These points of difference also point to four possible sources of risk for consumers in the title insurance market, specifically in India:27

  1. Poor quality of underwriting: Insurers could sell insurance based on poor quality underwriting of title records. This itself could arise due to two possible reasons: the poor quality of title records that insurers would rely on to underwrite insurance or negligence or lack of skill in underwriting. This could cause financial loss to consumers as well as insurers. For example, the solvency and financial condition report of First Title Insurance Plc (a title insurance company) states three main causes of risk from underwriting:
    • Inadequate assessment or understanding of the risk
    • Incorrect pricing or reserving assumptions
    • Miscalculation of the size or frequency of future claims.28
  2. Monopoly power: Abuse of monopoly power could lead to insurers charging monopoly prices or imposing unfair contractual terms on purchasers of title insurance. Since title insurance companies maintain private records of titles, they are in a position to improve information about titles over a period of time, to the exclusion of others who do not possess this information. In the United States, most, if not all, title insurance companies maintain title plants, which are essentially privately maintained indexes of land and property titles.29
  3. Low underwriting outcomes that affect prudential safety: The poor quality of underwriting could result in bad pricing decisions leading to undercharging or overcharging customers and misallocation of reserves for indemnifying customers. These outcomes could put the safety of the insurance firm—and consequently the safety of the insured’s indemnity—at risk.
  4. Judicial uncertainty leading to prudential risks: Title insurers have an interest in participating in litigation on behalf of the customer whose title has been challenged. However, delays in litigation in India are common, and it is hard to get precise estimates of the cost of litigation due to the uncertainty of judicial processes. Improper estimation of litigation could be another source of misallocation of costs that could lead to either very high costs for consumers or very low provisioning for litigation-related expenses.

These sources of risk in turn create four specific aspects of title insurance markets that could become subjects of regulation:

  1. Underwriting processes for title insurance, especially the process of issuing insurance, including the documents and databases that must be studied or examined before forming an opinion about the quality of the title to be insured;
  2. The conduct of title insurers vis-à-vis consumers and contractual terms that govern this conduct;
  3. Competition within title insurers, considering that while regulation must promote the growth of title insurers, there is a regulatory role in preventing abuse of monopoly power; and
  4. Solvency of title insurance funds.

_Data extract_:
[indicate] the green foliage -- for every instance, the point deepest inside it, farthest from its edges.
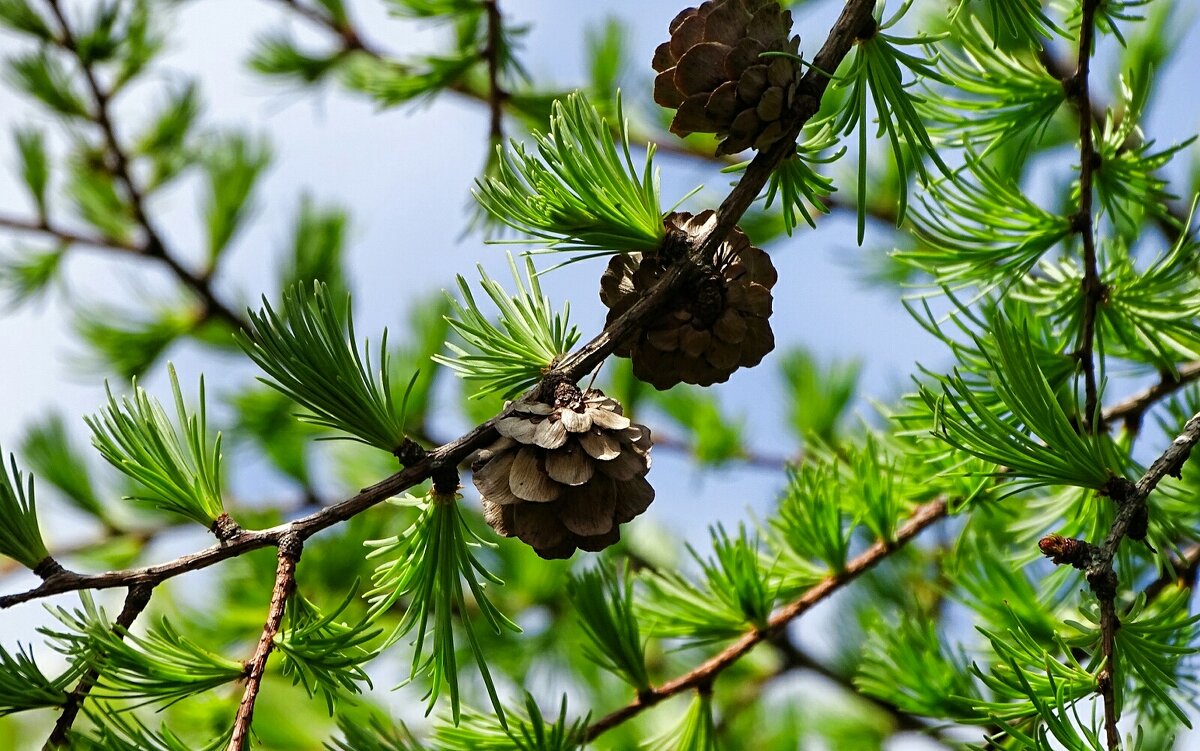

_Work to do_:
[1] What are title plants, according to the title insurance text?
[2] Write the next part of the title insurance text, picking up after its final line.

_Answers_:
[1] Privately maintained indexes of land and property titles.

[2]
Most U.S. states primarily regulate the subjects mentioned above. The following section examines how U.S. states regulate these issues.

Title Insurance Regulation in the United States

Insurance is regulated by individual states in the United States.30 Each state has its own statute for regulating title insurance, and regulatory requirements in each state differ across subjects such as the rates insurers may charge, the prerequisites for issuing insurance, and disclosure and reporting requirements. Based on the analysis in the prior section, this section reviews title insurance regulation in the United States along four broad parameters: underwriting standards, regulation of conduct and unfair contractual terms, competition and rate regulation, and the solvency of title insurers.

Underwriting Standards

Most U.S. states regulate multiple processes for the issuance of a title insurance policy. The two most common regulated processes are those of the policy issuance and risk transfer.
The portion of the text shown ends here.